■ PROBLEM TO SOLVE
Reproduce, word for word, the entries from the line containing "Pretty please, detect the blue pipette" through the line containing "[604,286,656,337]", including both of those lines.

[begin ENTRIES SHOWN]

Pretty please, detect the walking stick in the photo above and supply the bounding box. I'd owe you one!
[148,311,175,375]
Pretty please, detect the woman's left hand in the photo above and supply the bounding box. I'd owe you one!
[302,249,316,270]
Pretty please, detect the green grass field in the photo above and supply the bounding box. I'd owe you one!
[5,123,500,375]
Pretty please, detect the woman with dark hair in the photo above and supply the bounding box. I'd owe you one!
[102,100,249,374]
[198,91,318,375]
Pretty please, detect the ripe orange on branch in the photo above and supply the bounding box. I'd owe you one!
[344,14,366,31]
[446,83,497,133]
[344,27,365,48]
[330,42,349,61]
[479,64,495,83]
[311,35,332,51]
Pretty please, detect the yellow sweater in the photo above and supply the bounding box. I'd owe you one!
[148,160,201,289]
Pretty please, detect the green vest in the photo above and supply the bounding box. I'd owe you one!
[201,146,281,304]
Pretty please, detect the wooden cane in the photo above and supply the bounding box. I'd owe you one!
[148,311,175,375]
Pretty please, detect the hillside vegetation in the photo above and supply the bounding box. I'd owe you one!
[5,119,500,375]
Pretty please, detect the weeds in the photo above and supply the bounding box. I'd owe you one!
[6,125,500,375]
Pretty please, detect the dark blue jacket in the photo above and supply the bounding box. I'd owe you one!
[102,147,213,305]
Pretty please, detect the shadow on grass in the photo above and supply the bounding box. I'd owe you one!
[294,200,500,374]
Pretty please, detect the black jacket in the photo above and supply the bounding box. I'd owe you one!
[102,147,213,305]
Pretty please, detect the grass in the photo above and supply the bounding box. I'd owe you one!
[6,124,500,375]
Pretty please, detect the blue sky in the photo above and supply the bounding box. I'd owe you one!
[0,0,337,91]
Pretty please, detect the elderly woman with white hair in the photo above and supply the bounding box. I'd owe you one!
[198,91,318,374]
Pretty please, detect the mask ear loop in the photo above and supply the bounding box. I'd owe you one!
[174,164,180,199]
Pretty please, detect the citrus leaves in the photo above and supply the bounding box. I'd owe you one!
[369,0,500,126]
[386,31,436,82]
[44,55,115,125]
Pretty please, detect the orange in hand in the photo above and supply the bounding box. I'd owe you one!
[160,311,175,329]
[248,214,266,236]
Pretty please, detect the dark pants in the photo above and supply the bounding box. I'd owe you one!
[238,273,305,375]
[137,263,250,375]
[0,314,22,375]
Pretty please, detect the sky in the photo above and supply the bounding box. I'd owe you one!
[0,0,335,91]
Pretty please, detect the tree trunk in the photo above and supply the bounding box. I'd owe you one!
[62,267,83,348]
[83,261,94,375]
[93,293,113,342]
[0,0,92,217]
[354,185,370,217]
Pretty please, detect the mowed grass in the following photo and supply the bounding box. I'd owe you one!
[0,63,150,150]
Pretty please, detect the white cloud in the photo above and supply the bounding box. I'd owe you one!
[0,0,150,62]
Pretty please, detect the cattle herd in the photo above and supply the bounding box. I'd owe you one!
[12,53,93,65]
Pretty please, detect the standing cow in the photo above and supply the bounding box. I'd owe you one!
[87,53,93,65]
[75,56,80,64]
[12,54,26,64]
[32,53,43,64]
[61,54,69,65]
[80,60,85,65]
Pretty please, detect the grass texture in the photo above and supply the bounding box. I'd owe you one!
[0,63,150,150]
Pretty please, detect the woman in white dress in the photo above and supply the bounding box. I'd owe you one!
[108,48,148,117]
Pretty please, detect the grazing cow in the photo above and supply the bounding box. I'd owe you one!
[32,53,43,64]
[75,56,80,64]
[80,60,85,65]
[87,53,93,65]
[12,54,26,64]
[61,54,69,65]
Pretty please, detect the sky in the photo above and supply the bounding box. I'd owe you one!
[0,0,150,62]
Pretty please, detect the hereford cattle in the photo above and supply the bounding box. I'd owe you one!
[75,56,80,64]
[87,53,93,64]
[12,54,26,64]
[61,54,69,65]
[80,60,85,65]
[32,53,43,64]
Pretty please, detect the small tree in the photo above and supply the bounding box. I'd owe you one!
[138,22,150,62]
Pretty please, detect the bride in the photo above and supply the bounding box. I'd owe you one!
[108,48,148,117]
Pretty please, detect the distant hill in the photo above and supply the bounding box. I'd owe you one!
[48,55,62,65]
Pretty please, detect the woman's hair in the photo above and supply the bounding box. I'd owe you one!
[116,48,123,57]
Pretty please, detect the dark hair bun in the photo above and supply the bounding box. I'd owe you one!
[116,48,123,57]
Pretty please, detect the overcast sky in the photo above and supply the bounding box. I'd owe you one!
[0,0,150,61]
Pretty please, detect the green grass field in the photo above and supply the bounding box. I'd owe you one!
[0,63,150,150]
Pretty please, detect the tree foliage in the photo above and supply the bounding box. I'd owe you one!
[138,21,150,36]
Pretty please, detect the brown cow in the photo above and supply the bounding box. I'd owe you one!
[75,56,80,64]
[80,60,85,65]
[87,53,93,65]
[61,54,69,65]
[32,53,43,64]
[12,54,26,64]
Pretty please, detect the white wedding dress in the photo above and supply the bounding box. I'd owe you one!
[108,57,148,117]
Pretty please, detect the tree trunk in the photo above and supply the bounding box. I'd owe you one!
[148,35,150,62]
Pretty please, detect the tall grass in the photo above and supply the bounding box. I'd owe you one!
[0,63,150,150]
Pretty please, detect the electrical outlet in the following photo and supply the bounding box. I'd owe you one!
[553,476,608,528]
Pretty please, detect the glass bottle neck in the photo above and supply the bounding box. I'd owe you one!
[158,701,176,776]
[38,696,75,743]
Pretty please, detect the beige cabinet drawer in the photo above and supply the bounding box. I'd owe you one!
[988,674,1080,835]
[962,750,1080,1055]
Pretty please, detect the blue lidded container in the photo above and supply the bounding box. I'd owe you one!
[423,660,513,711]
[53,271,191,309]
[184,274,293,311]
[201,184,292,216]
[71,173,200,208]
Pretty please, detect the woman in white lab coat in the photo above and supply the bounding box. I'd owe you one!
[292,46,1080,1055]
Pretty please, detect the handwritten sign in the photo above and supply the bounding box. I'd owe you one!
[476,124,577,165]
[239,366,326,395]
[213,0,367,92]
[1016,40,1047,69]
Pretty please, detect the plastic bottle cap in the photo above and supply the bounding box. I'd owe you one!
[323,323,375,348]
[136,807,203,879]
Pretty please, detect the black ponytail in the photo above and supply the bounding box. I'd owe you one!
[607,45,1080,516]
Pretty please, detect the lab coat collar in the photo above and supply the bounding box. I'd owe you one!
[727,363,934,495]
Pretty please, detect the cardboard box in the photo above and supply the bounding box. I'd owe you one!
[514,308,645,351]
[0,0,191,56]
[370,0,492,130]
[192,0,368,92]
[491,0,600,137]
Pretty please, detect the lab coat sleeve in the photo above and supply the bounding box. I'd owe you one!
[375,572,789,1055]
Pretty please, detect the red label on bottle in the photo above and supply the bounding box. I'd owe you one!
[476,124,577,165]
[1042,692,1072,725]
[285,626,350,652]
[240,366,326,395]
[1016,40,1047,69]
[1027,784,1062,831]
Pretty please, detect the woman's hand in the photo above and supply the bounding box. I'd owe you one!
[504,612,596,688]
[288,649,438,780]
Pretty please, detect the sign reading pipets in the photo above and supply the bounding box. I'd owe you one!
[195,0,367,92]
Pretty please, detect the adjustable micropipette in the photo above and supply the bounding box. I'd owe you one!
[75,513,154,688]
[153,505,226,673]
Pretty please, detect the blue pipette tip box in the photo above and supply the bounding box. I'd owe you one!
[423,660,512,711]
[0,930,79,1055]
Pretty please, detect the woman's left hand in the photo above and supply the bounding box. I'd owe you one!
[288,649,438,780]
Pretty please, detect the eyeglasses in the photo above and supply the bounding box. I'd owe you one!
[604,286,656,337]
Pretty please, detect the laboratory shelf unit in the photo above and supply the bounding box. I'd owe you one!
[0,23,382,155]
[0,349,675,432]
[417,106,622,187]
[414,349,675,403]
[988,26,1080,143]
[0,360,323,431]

[end ENTRIES SHOWN]

■ EXPECTED OUTPUT
Pretty please, detect the blue pipette tip box in the photo above and supply the bounding box. I'd owe you one!
[423,660,512,711]
[0,930,79,1055]
Pretty please, detect the woman's left hand in the photo above and supply the bounding box. I'd owe you one!
[288,649,438,780]
Pretty please, detect the eyeglasses in the photo above and supply the bounding box. I'd owe you one!
[604,286,656,337]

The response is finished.